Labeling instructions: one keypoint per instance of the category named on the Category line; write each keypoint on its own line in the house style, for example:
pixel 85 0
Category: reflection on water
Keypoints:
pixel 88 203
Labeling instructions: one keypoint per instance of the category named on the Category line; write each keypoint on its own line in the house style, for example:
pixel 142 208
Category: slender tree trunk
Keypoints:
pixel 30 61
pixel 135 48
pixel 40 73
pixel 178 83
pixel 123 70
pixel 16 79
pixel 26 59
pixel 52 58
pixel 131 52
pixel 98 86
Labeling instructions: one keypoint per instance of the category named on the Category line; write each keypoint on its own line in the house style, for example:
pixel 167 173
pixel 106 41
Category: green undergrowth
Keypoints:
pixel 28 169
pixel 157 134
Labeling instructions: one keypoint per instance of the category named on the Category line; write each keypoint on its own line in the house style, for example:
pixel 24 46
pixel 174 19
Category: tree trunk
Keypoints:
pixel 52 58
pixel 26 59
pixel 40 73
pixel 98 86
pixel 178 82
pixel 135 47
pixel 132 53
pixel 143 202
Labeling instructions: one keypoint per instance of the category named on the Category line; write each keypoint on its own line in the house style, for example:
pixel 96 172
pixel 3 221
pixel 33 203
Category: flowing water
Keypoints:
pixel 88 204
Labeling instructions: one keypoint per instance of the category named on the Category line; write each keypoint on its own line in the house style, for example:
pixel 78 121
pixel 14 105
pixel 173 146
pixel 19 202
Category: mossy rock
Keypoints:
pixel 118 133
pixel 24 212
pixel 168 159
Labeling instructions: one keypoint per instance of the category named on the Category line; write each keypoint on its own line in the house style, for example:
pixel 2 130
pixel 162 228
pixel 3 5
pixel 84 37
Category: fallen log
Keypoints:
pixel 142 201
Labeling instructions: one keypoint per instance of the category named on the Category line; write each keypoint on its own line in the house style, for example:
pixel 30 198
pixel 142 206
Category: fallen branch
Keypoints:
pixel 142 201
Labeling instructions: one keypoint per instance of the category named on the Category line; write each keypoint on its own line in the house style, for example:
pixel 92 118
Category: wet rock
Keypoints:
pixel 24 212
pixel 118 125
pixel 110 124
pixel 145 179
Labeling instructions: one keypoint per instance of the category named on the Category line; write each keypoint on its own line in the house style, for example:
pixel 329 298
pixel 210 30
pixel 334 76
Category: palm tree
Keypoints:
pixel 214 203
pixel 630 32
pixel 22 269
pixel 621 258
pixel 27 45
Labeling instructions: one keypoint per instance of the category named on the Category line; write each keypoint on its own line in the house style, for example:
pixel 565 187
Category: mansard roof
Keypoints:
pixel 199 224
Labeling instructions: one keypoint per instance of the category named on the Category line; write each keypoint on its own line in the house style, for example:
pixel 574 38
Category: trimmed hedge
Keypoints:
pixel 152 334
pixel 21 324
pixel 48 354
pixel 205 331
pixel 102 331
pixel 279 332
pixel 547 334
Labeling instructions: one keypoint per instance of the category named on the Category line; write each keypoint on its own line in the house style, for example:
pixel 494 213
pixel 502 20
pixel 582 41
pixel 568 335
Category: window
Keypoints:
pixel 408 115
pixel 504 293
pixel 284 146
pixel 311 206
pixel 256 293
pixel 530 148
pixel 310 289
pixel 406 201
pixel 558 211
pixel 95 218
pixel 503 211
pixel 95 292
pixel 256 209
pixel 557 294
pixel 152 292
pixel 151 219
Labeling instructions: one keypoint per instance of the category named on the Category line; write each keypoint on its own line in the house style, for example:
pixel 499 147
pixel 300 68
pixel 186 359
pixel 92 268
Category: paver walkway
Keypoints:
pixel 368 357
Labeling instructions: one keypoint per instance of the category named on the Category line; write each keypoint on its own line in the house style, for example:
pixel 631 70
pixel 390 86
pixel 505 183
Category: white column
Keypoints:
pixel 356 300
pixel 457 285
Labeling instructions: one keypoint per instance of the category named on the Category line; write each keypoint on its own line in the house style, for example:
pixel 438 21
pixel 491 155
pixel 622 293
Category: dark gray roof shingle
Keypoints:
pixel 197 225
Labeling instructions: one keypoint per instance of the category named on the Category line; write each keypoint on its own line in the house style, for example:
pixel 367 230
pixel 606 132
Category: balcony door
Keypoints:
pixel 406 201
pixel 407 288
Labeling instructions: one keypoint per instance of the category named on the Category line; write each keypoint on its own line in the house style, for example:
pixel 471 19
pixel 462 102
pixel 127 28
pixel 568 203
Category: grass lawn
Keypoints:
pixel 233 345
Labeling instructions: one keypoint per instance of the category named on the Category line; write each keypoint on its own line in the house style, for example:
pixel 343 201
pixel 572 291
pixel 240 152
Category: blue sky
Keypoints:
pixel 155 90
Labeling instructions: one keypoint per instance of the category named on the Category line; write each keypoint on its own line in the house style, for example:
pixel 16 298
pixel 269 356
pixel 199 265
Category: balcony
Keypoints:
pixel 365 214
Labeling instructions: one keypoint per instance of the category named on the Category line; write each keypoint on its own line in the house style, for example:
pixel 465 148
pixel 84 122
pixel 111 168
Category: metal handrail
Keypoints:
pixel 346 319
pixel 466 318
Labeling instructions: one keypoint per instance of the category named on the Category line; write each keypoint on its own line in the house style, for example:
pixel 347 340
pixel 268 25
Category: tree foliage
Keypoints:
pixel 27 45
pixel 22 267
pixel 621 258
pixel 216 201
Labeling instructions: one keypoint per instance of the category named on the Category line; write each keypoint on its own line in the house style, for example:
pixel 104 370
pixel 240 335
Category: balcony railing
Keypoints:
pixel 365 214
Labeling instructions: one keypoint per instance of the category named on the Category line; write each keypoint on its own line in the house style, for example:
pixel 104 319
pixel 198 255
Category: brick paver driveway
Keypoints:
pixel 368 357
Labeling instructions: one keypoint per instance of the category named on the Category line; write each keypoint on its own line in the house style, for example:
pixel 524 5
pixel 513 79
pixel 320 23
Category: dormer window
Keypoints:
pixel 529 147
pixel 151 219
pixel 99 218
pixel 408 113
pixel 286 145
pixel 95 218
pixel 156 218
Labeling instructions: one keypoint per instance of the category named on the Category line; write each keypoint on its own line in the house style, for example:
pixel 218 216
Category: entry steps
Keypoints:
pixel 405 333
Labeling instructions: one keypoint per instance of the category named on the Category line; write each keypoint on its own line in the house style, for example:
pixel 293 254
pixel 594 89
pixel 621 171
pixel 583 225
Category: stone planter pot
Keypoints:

* Stated task
Reproduce all of the records above verbatim, line for line.

* Task answer
Labeling instructions: one keypoint per instance of the category named on the Category line; write each keypoint on its own line in the house style, for example:
pixel 85 0
Category: reflection on water
Keypoints:
pixel 88 203
Labeling instructions: one keypoint per instance of the category named on the Category line; write each keypoint on its own line in the house style, for example:
pixel 142 208
Category: slender tree trunk
Keypoints:
pixel 30 61
pixel 135 48
pixel 40 73
pixel 178 83
pixel 123 70
pixel 16 79
pixel 26 59
pixel 52 58
pixel 131 52
pixel 98 86
Labeling instructions: one keypoint per instance of the category named on the Category line; write each keypoint on its own line in the house style, for example:
pixel 167 173
pixel 106 41
Category: green undergrowth
Keypoints:
pixel 28 169
pixel 157 134
Labeling instructions: one keypoint per instance of the category named on the Category line; write each keypoint on its own line in the house style, for example:
pixel 24 46
pixel 174 19
Category: tree trunk
Keypoints:
pixel 52 58
pixel 26 59
pixel 40 73
pixel 98 86
pixel 178 82
pixel 135 47
pixel 132 53
pixel 143 202
Labeling instructions: one keypoint per instance of the category named on the Category line; write each keypoint on its own line in the house style, for example:
pixel 96 172
pixel 3 221
pixel 33 203
Category: flowing water
Keypoints:
pixel 88 204
Labeling instructions: one keypoint per instance of the category named on the Category line; write each keypoint on its own line in the house style, for example:
pixel 78 121
pixel 14 105
pixel 173 146
pixel 19 202
Category: mossy rock
Keypoints:
pixel 118 133
pixel 24 212
pixel 168 159
Labeling instructions: one keypoint per instance of the category named on the Category line; write each keypoint on its own line in the house style, for example:
pixel 2 130
pixel 162 228
pixel 3 5
pixel 84 37
Category: fallen log
Keypoints:
pixel 142 201
Labeling instructions: one keypoint per instance of the category named on the Category line; write each keypoint on its own line in the house style, for example:
pixel 30 198
pixel 142 206
Category: fallen branch
Keypoints:
pixel 142 201
Labeling instructions: one keypoint per instance of the category named on the Category line; write each keypoint on its own line in the house style, for example:
pixel 92 118
Category: wet rock
Keypoints:
pixel 24 212
pixel 118 125
pixel 110 124
pixel 145 179
Labeling instructions: one keypoint per instance of the category named on the Category line; write each keypoint on its own line in the house style, for example:
pixel 329 298
pixel 210 30
pixel 334 76
Category: palm tree
Keypoints:
pixel 214 203
pixel 630 32
pixel 22 269
pixel 621 258
pixel 27 45
Labeling instructions: one keypoint per instance of the category named on the Category line; write each keypoint on its own line in the house style, for example:
pixel 565 187
Category: mansard roof
Keypoints:
pixel 199 224
Labeling instructions: one keypoint per instance of the category named on the Category line; write each keypoint on its own line in the house style, for example:
pixel 574 38
Category: trimmed hedge
Keypoints:
pixel 152 334
pixel 21 324
pixel 48 354
pixel 205 331
pixel 102 331
pixel 279 332
pixel 547 334
Labeling instructions: one keypoint per instance of the category named on the Category line; write each keypoint on its own line in the house style, for example:
pixel 494 213
pixel 502 20
pixel 582 41
pixel 568 335
Category: window
Keypoints:
pixel 408 115
pixel 504 293
pixel 284 146
pixel 311 206
pixel 256 293
pixel 530 148
pixel 310 289
pixel 406 201
pixel 558 211
pixel 95 218
pixel 503 211
pixel 95 292
pixel 256 209
pixel 557 294
pixel 152 292
pixel 151 219
Labeling instructions: one keypoint per instance of the category named on the Category line; write each keypoint on its own line in the house style, for example:
pixel 499 147
pixel 300 68
pixel 186 359
pixel 92 268
Category: paver walkway
Keypoints:
pixel 368 357
Labeling instructions: one keypoint per instance of the category named on the Category line; write each keypoint on its own line in the house style, for example:
pixel 631 70
pixel 390 86
pixel 505 183
Category: white column
Keypoints:
pixel 356 300
pixel 457 285
Labeling instructions: one keypoint per instance of the category named on the Category line; write each keypoint on its own line in the house style, for example:
pixel 438 21
pixel 491 155
pixel 622 293
Category: dark gray roof shingle
Keypoints:
pixel 197 225
Labeling instructions: one keypoint per instance of the category named on the Category line; write each keypoint on its own line in the house style, for example:
pixel 367 230
pixel 606 132
Category: balcony door
Keypoints:
pixel 406 201
pixel 407 288
Labeling instructions: one keypoint per instance of the category named on the Category line; write each keypoint on its own line in the house style, for example:
pixel 471 19
pixel 462 102
pixel 127 28
pixel 568 203
Category: grass lawn
Keypoints:
pixel 233 345
Labeling instructions: one keypoint per instance of the category named on the Category line; write each keypoint on its own line in the house style, for example:
pixel 343 201
pixel 572 291
pixel 240 152
Category: blue sky
Keypoints:
pixel 155 90
Labeling instructions: one keypoint per instance of the category named on the Category line; write each keypoint on its own line in the house style, for example:
pixel 16 298
pixel 269 356
pixel 199 265
Category: balcony
Keypoints:
pixel 365 214
Labeling instructions: one keypoint per instance of the category named on the Category line; write each keypoint on its own line in the house style, for example:
pixel 465 148
pixel 84 122
pixel 111 168
Category: metal handrail
Keypoints:
pixel 346 319
pixel 466 318
Labeling instructions: one keypoint per instance of the category named on the Category line; write each keypoint on its own line in the house style, for example:
pixel 347 340
pixel 268 25
Category: tree foliage
Keypoints:
pixel 27 45
pixel 22 267
pixel 621 258
pixel 216 201
Labeling instructions: one keypoint per instance of the category named on the Category line; write each keypoint on its own line in the house style, for example:
pixel 104 370
pixel 240 335
Category: balcony railing
Keypoints:
pixel 365 214
Labeling instructions: one keypoint per instance of the category named on the Category line; write each keypoint on its own line in the house style, for example:
pixel 104 319
pixel 198 255
Category: brick paver driveway
Keypoints:
pixel 368 357
Labeling instructions: one keypoint per instance of the category named on the Category line; write each keypoint on its own line in the house style, for example:
pixel 524 5
pixel 513 79
pixel 320 23
Category: dormer window
Keypoints:
pixel 529 147
pixel 151 219
pixel 99 218
pixel 408 113
pixel 286 145
pixel 95 218
pixel 156 218
Labeling instructions: one keypoint per instance of the category named on the Category line; write each keypoint on its own line in the house style, for example:
pixel 218 216
Category: entry steps
Keypoints:
pixel 405 333
Labeling instructions: one keypoint per instance of the category named on the Category line; write each keypoint on its own line in the house style, for example:
pixel 293 254
pixel 594 89
pixel 621 171
pixel 583 225
Category: stone planter pot
Keypoints:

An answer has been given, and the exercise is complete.